Dataset entries:
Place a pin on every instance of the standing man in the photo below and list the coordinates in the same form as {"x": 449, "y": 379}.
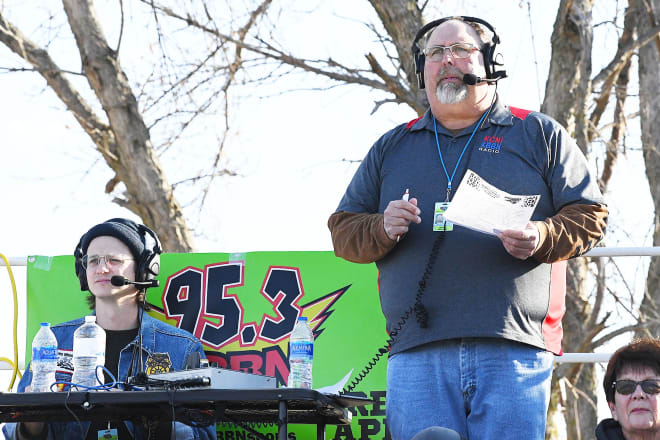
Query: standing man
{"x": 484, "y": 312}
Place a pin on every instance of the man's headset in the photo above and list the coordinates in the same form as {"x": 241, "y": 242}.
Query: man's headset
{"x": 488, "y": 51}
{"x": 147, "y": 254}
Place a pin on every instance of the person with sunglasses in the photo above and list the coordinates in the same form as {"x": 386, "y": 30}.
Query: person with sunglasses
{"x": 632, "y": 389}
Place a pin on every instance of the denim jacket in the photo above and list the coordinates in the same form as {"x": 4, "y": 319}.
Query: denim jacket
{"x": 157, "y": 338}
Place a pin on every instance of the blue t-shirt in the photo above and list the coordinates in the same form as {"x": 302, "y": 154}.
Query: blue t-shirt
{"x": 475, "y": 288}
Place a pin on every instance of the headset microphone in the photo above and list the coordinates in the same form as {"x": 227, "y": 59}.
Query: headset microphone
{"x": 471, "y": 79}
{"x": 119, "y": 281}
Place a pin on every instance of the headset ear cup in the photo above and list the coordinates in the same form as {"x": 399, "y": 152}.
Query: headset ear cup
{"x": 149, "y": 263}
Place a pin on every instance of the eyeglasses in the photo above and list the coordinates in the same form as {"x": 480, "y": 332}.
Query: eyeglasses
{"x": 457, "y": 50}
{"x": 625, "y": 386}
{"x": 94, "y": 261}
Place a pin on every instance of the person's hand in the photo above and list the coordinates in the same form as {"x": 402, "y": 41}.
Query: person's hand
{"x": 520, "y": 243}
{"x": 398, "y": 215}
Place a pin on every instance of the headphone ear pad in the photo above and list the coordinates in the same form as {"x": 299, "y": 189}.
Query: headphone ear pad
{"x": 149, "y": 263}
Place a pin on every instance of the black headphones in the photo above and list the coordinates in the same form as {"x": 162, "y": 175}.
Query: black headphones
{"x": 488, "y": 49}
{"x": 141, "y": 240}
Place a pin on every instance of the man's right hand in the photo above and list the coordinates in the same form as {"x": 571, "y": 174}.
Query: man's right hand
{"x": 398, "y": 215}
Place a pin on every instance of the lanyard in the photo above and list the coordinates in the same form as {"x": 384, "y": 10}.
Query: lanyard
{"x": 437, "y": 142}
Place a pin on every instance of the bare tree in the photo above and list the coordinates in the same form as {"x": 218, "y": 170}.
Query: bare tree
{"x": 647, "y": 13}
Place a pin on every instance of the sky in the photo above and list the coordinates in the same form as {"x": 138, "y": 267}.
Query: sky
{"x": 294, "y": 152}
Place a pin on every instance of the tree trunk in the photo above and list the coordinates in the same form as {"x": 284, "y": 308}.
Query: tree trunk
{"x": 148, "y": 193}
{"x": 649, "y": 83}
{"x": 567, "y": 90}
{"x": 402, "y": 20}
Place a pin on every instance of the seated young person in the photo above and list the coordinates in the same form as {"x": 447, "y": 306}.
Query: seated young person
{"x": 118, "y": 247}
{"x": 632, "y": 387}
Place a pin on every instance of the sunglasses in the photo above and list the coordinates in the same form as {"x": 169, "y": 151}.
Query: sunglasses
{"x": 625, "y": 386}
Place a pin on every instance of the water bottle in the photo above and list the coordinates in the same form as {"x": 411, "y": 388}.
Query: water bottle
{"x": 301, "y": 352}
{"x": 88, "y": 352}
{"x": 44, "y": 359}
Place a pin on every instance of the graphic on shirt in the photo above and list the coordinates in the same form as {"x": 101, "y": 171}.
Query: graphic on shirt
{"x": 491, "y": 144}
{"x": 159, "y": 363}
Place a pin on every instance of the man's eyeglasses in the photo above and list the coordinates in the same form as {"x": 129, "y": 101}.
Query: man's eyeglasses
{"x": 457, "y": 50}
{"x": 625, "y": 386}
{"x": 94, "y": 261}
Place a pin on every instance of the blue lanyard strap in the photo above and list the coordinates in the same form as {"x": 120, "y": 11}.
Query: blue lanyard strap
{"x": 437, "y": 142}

--

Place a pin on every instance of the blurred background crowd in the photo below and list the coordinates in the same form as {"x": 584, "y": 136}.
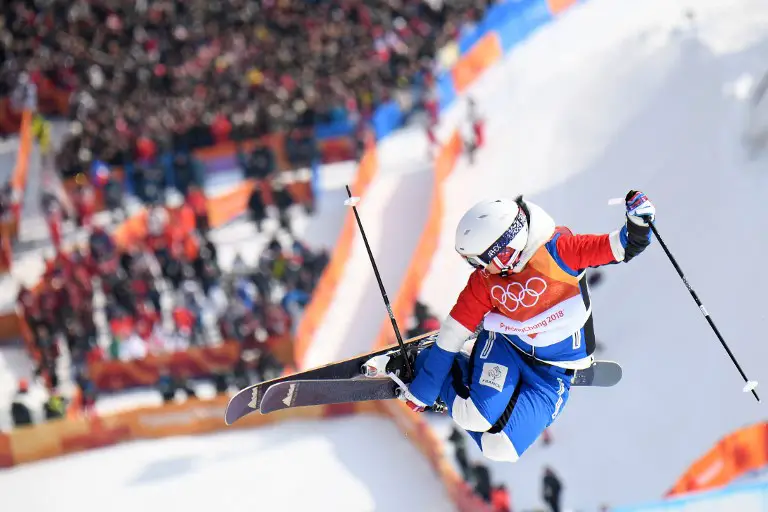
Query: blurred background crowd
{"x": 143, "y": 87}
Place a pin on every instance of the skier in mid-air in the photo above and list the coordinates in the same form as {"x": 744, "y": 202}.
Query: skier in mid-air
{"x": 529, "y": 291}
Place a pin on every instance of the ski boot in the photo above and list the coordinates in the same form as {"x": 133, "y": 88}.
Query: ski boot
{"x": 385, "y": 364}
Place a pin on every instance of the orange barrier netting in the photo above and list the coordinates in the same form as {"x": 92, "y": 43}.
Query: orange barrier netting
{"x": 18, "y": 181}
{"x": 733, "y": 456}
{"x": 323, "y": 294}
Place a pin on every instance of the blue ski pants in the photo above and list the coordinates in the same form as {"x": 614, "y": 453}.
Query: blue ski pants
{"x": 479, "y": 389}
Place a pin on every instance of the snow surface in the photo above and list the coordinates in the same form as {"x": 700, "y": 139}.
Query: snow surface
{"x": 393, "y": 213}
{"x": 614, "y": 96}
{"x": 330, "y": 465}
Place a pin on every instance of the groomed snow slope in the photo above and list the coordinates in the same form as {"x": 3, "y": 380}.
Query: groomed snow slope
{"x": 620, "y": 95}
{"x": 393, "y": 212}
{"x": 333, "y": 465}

◆ **Problem requirements**
Say how many lines of the data hold the string "below", with no other words in your reply.

◆ **Answer to this exercise**
2